Start Task inputs

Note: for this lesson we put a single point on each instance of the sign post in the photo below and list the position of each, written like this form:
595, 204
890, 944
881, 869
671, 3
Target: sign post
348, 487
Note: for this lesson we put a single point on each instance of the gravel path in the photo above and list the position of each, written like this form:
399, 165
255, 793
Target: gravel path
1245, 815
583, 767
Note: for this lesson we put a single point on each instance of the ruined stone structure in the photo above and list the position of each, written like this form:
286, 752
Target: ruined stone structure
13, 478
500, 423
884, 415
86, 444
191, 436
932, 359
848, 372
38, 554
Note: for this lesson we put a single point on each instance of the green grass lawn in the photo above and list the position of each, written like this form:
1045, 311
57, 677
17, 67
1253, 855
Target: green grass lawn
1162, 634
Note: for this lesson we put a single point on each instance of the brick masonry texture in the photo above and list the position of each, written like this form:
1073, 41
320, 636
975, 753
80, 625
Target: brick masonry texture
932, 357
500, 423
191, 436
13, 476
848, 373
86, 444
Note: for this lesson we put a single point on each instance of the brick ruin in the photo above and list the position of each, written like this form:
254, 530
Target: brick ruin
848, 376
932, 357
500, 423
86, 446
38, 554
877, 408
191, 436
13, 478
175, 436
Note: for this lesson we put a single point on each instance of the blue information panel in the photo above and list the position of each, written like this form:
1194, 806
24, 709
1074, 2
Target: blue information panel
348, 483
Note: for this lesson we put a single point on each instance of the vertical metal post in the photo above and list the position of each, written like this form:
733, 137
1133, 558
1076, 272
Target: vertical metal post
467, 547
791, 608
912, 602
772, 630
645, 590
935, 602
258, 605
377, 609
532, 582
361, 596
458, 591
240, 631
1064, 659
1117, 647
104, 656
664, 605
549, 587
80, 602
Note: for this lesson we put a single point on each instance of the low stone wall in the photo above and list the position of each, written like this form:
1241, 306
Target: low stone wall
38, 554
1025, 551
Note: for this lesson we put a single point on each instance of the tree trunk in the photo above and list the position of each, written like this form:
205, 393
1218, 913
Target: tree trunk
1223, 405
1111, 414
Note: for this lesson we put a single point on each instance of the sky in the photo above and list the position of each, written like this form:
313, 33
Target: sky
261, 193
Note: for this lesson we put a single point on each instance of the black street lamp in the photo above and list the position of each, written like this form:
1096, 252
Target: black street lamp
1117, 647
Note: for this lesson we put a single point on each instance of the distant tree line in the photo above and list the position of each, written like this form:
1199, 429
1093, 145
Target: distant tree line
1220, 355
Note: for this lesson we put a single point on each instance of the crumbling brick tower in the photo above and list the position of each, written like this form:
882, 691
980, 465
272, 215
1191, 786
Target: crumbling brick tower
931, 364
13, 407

End Task inputs

■ **Set task**: Copy every row above word for word, keeping the original order.

■ **Result for this exercise**:
Note: for this lesson we put a single point on each instance of the sign post in the photo below and list the position of each, written like this form:
595, 204
890, 944
881, 869
671, 3
Target: sign post
348, 487
Note: for this lesson we put a single point on each instance of the gravel path in the photo above and list the position of each, written like this form:
399, 165
255, 793
Target: gravel path
1245, 815
583, 767
Note: for this lesson we put a single point on each instance of the ruined stone structure in the photo above and list the position of each, written like this form:
286, 752
Target: ruined stone structure
13, 478
500, 423
884, 415
86, 444
191, 436
932, 359
848, 372
38, 554
Note: for this lesson we put a single point on each instance of the green grass lawn in the photo above and list the position of each, written like this form:
1045, 311
57, 677
17, 67
1253, 855
Target: green grass lawn
1162, 634
Note: for this lesson we put a single point on each instance of the brick masonry texture in the photo above and list the position of each, written like this form:
1073, 41
320, 636
975, 753
80, 625
Target: brick masonry texture
932, 357
500, 423
191, 436
13, 476
848, 373
86, 444
Note: for this lesson we put a single point on each instance of the brick ruin in the photo above and list the position of each, written like this form:
254, 530
Target: brick ruin
848, 376
932, 357
500, 423
86, 446
38, 554
877, 408
191, 436
13, 478
175, 436
Note: for this lesson we put a single point on each instance of the blue information panel in the photo above and list the position of each, written like this form:
1194, 806
24, 709
1074, 2
Target: blue information panel
348, 483
Note: for this lesson we put a single point on each instance of the vertical metal post in the photo above and list the position of each, written like this form:
733, 137
1133, 558
1076, 272
Target: vertical metal post
467, 547
791, 608
912, 602
772, 630
645, 590
935, 602
258, 605
377, 609
532, 582
361, 596
458, 591
240, 631
1064, 659
1117, 647
104, 656
664, 605
549, 587
80, 602
Note: for this lesson we put a single point on each instance of the low stone wall in the photo above and list the position of each, written like this form:
1241, 306
Target: low stone wall
38, 554
1025, 551
Note: for this lesson we put a single point on each instance of the tree trunk in the photo above and list the position of each, written like this form:
205, 393
1218, 913
Target: tree trunk
1223, 405
1111, 414
Note: for this lesson we put a single point on each instance of the sky in the photo above and list the position of each, written like this form:
313, 33
Target: sky
261, 193
Note: for this lesson we put a single point on each instance of the black street lamp in the photo above and list the position of each, written like this form:
1096, 252
Target: black street lamp
1117, 647
Note: for this lesson we put a single point on each instance of the distant tree line in the photo above and list the position of each, written like this form:
1199, 429
1093, 145
Target: distant tree line
1220, 355
Note: for this lesson we put a single point on each instance of the crumbling brick tower in the photo above and list the position of each, written like this form:
882, 691
980, 465
272, 215
1191, 786
Target: crumbling brick tower
931, 364
13, 407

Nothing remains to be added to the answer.